| Problem 1 |
In the essay on schooling, at roughly what age did the writer first hear Bach's Toccata and Fugue in D minor?

So I am glad that I went to school when the importance of the culture of the past was still recognized. In the '50s I went to a totally undistinguished Australian country school but came away from it not only with some knowledge of mathematics, chemistry and physics but also a knowledge of the great poets, a basic grasp of Latin and Italian -- and a good introduction to the language and literature of Germany. At age 15 I was even learning to recite and sing Schubert Lieder in the original German. And I knew English language poems by Tennyson and others by heart. And it was also courtesy of my school that, at age 13 or thereabouts, I first heard Bach's Toccata and Fugue in D minor.
But most of that will be Greek to young readers today. They have no idea of how much enjoyment and satisfaction has been hidden from them.
So how come I learnt all that highbrow stuff in a country school half a world away from where it originated? It was basically because Britain's very prestigious "public" (meaning private!) schools taught that sort of thing. And because of the acknowledged excellence of such schools, they became a model that everyone wanted to emulate. I was, in short, taught a curriculum not too different from what I would have got at Eton.
But nowadays everything from the past is wrong in our Left-dominated educational system so Eton traditions are the last thing that a "modern" educator would respect.
And yet the past can be so helpful. Readers of novels, for instance, always have the problem that you usually have to read a fair bit of a novel before you know whether it is any good. Without guidance of some sort you cannot know in advance whether a novel is worth reading and you can waste a lot of time on something that in the end gives you nothing.
But classic novels are classics because lots of people have found them good over a long period of time and recommended them to others. They are the sort of book of which people have long said: "You MUST read ...". So knowing which are the classic novels can greatly upgrade the pleasure you get out of reading.
For instance, I greatly enjoyed reading many years ago what some say is only the second novel ever written in English -- "Joseph Andrews" by Fielding. Can anybody who has read that book forget "Madam Slipslop"? I cannot. Sometimes a classic novel has great insights but it is always entertaining. And fortunately, you can get a reading list of great novels and enjoy them.

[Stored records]
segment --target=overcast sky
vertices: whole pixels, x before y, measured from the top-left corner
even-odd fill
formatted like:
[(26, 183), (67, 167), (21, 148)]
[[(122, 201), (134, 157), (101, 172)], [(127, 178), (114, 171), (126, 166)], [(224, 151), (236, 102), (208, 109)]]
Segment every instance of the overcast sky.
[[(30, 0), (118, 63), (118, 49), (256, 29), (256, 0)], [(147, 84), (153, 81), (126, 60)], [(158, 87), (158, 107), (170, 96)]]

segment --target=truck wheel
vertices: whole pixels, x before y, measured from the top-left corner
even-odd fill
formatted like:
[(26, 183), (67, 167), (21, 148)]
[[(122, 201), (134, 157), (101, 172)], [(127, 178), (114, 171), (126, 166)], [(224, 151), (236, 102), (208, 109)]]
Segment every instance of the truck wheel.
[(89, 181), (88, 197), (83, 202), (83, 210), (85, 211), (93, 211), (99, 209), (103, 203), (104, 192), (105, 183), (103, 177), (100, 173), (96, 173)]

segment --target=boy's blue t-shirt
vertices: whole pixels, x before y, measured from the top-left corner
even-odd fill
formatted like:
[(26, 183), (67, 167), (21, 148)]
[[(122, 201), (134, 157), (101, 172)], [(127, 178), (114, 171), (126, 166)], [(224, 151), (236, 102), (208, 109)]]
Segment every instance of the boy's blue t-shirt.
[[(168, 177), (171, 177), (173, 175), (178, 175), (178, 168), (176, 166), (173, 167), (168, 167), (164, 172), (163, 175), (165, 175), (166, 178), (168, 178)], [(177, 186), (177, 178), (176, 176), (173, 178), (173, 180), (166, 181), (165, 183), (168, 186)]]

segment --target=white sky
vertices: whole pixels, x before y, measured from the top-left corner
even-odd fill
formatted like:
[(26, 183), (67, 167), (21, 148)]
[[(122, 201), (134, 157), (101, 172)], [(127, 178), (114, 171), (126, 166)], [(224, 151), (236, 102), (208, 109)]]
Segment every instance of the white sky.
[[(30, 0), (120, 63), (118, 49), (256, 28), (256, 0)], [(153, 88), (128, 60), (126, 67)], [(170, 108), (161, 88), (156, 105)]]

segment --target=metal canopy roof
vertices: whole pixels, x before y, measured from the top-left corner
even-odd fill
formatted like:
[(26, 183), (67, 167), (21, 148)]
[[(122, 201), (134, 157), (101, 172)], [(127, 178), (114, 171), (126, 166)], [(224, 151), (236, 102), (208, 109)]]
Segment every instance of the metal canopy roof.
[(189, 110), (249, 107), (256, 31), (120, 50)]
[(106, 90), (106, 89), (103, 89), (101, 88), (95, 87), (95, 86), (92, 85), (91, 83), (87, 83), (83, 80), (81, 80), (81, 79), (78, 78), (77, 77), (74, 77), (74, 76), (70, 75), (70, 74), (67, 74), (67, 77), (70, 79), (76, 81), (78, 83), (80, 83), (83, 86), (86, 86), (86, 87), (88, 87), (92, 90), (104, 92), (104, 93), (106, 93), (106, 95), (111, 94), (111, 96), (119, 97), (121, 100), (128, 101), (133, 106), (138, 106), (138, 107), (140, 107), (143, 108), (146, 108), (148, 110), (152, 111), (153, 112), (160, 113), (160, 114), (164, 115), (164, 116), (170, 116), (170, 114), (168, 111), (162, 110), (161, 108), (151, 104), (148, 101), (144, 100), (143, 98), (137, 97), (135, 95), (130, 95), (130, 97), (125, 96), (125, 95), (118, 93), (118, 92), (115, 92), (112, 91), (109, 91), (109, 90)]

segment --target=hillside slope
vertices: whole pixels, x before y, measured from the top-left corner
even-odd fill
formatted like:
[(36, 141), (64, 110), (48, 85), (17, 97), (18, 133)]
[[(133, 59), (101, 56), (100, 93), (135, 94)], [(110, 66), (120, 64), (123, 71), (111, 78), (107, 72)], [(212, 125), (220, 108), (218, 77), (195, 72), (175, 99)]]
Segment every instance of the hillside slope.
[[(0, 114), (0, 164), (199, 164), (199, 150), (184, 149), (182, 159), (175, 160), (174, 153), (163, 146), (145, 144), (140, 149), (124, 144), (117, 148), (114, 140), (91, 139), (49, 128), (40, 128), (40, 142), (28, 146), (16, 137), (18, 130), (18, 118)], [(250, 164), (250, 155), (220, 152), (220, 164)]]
...
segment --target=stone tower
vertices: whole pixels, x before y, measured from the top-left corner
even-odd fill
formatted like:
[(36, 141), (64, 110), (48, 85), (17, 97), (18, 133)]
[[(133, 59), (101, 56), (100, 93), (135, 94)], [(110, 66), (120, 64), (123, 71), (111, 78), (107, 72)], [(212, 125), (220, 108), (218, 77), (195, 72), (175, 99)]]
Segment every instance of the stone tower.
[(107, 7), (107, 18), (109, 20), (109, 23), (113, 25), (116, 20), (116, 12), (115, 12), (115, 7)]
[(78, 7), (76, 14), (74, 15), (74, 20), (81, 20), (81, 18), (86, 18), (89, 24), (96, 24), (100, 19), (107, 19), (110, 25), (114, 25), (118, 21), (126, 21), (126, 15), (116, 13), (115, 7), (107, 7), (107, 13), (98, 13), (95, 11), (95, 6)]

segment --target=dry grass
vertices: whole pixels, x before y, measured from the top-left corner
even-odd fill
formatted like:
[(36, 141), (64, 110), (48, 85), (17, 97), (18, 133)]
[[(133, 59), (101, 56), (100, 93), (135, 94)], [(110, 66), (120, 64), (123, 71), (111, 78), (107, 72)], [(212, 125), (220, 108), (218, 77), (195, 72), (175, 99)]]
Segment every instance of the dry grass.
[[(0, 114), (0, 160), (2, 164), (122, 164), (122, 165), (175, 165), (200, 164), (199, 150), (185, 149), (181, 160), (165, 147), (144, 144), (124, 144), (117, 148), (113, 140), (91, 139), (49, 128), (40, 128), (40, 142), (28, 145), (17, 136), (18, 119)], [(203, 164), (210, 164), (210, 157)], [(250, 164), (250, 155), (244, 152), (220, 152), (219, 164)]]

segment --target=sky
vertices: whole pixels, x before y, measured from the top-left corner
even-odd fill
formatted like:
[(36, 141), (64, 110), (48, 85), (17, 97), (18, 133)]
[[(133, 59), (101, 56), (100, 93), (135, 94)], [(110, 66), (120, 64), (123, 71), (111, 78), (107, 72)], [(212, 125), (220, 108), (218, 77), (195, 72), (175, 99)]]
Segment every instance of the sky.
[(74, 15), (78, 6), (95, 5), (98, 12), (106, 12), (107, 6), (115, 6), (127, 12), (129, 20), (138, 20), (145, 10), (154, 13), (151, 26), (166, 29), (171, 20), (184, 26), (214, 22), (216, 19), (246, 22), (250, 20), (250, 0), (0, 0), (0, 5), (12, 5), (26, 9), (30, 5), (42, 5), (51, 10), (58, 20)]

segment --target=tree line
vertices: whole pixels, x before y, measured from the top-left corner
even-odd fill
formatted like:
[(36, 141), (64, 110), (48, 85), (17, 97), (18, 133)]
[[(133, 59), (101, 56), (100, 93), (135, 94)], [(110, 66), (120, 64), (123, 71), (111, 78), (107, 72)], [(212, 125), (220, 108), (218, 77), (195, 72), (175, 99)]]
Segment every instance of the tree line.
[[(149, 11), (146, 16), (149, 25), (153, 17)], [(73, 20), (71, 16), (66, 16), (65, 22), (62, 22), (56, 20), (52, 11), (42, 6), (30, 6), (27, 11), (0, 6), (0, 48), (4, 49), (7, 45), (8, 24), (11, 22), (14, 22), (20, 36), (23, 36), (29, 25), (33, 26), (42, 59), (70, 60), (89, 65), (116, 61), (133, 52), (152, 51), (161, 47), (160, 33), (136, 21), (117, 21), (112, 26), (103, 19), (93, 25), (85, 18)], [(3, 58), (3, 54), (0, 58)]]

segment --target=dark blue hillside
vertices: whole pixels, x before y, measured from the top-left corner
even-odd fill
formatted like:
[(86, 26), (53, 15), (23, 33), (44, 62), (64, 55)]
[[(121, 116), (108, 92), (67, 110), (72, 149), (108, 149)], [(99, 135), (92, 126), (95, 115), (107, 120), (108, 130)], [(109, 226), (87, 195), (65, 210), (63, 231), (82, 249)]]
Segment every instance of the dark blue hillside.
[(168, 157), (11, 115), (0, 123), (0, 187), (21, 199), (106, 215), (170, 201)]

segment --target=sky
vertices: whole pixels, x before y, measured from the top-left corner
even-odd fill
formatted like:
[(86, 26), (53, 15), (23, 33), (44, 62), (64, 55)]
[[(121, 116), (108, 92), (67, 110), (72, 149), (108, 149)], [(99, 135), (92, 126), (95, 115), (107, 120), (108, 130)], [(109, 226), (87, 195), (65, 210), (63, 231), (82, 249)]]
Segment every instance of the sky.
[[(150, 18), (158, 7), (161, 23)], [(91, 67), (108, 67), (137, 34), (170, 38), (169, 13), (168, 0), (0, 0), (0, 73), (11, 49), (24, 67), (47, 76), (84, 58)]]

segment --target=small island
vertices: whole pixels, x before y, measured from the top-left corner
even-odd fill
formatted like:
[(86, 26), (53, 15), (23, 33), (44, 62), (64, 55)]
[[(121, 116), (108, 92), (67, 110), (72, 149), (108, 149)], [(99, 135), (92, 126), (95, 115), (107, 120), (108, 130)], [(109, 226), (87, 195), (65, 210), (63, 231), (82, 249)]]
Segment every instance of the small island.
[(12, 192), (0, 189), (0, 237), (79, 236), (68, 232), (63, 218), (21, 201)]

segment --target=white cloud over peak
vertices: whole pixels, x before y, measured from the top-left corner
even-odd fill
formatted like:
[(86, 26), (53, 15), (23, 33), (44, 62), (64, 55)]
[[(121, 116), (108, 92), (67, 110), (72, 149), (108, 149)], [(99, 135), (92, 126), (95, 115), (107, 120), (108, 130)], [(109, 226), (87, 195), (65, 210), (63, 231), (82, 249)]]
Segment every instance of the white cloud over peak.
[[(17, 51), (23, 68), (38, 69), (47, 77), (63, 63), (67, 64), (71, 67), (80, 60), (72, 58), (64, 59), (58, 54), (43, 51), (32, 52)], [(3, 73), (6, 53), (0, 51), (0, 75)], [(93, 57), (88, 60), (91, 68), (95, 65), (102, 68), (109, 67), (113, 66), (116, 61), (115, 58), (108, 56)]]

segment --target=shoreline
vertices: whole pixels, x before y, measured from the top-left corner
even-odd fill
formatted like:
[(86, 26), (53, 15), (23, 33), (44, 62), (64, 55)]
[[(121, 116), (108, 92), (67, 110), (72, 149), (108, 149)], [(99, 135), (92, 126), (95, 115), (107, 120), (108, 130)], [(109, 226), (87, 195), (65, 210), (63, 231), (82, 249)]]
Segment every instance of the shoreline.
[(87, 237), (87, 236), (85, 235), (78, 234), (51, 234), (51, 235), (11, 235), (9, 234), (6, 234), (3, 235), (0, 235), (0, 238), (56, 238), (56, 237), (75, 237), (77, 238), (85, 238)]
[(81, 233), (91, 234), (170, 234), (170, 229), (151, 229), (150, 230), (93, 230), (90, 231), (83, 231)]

| Problem 2 |
From the entries, copy the stretch from the line that contains "segment --target=overcast sky" through the line that contains "Segment every instance of the overcast sky.", both included, with no changes.

| Result 1 |
At age 13 or thereabouts.

| Result 2 |
segment --target=overcast sky
vertices: whole pixels, x before y, measured from the top-left corner
even-odd fill
formatted like:
[(26, 183), (67, 167), (21, 148)]
[[(122, 201), (134, 157), (101, 172)], [(127, 178), (114, 171), (126, 166)], [(224, 151), (236, 102), (208, 109)]]
Segment every instance of the overcast sky.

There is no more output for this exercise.